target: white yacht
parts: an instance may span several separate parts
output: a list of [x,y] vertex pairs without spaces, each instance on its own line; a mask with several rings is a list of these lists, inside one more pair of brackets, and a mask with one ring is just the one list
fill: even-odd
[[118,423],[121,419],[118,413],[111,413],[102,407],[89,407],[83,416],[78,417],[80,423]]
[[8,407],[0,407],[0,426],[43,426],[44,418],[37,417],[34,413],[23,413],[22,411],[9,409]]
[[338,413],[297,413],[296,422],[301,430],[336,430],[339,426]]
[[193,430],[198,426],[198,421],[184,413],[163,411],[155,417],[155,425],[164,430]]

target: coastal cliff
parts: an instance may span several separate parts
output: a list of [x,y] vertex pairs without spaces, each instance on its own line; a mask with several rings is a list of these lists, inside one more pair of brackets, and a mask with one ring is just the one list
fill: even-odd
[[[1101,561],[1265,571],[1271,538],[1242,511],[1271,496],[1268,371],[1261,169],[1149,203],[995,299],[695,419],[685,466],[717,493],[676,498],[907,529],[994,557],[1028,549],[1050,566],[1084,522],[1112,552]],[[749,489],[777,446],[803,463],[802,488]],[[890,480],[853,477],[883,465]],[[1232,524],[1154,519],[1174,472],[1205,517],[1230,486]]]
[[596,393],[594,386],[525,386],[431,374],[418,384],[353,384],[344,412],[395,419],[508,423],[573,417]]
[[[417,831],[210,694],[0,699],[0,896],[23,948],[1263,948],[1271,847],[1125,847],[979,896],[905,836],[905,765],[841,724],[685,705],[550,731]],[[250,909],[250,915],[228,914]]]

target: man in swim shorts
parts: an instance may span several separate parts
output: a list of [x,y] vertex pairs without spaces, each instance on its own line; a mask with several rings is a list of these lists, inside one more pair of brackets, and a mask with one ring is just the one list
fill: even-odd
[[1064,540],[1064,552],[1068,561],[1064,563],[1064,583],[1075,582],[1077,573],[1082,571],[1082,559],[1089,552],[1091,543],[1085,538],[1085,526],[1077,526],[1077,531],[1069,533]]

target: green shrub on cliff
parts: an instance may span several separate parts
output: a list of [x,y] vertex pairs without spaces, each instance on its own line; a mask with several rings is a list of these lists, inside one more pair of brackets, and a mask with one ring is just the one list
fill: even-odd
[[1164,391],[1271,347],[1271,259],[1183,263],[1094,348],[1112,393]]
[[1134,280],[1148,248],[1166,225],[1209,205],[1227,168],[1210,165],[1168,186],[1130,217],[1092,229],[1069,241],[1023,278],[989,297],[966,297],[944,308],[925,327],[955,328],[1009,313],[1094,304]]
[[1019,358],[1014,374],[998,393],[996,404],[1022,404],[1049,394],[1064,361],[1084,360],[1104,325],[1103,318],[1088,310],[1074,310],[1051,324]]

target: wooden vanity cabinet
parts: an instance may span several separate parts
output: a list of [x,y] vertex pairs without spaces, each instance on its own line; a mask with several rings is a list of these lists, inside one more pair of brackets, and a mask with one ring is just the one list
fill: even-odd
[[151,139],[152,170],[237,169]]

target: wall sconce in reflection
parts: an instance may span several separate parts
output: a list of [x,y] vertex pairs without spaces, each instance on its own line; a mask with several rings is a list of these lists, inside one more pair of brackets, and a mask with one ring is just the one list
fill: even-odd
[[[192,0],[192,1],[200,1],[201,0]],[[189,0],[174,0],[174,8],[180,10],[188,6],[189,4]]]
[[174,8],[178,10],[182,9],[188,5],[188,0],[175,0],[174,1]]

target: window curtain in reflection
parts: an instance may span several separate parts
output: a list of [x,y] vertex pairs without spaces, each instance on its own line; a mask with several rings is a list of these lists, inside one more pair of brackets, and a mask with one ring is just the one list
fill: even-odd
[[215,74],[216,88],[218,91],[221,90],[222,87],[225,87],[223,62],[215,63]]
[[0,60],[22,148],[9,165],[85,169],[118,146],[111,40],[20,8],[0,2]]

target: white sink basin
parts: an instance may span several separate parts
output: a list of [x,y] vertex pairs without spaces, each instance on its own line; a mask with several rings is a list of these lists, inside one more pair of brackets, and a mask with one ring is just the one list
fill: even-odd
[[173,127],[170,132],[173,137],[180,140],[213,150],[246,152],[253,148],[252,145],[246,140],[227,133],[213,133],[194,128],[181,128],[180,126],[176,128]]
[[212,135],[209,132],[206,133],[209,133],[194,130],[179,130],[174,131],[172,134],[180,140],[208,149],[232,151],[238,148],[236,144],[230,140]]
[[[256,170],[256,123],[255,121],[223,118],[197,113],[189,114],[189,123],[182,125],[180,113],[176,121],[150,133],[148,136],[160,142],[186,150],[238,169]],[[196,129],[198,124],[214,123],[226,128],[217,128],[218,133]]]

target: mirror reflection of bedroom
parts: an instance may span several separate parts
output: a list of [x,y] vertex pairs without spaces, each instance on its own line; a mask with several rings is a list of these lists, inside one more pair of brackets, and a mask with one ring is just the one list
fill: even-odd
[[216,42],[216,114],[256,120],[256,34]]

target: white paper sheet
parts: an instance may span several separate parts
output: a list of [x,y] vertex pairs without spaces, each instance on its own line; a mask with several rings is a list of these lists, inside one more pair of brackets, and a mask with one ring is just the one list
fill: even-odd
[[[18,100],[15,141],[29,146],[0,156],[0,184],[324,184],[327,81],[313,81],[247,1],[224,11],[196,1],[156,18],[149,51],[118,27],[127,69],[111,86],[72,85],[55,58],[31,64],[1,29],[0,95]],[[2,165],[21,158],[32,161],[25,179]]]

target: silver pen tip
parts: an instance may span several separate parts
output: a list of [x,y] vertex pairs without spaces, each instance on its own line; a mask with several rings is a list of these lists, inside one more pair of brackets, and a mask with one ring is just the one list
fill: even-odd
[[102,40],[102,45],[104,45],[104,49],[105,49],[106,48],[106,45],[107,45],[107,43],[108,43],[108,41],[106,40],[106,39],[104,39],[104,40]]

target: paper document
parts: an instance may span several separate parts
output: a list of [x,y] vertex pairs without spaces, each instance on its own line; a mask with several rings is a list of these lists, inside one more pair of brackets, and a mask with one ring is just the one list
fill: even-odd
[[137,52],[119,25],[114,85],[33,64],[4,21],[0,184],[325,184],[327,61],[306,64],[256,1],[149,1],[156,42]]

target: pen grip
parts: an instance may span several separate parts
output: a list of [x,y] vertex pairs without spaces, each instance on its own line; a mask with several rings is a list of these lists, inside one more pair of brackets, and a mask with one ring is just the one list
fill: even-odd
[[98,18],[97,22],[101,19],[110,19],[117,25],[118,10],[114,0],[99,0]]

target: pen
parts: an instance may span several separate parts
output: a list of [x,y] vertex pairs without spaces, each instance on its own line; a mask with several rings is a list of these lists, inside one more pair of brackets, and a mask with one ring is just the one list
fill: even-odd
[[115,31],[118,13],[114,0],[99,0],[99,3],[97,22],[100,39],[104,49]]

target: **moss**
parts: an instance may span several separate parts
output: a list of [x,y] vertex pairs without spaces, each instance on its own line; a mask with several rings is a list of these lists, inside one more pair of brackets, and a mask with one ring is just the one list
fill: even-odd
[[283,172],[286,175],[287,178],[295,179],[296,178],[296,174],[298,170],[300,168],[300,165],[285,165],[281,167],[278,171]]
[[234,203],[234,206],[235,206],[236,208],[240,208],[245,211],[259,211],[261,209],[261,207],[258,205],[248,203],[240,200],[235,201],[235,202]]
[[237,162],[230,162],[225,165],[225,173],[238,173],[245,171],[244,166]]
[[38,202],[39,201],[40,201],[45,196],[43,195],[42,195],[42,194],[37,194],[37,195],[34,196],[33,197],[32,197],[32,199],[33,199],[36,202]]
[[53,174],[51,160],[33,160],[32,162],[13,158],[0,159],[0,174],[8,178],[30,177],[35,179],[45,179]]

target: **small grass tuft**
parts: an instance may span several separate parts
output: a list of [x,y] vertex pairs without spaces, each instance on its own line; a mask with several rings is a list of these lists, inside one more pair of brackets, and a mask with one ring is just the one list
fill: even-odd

*Directive*
Take every line from the one containing "target: **small grass tuft**" to the end of the listing and output it exactly, with nothing else.

*Response to the task*
target: **small grass tuft**
parts: an instance may span several separate parts
output: a list of [x,y] vertex pairs without spaces, each instance on its own line; a mask with several rings is a list of these lists, inside one more pair of brackets, and a mask with one ring is just the one list
fill: even-odd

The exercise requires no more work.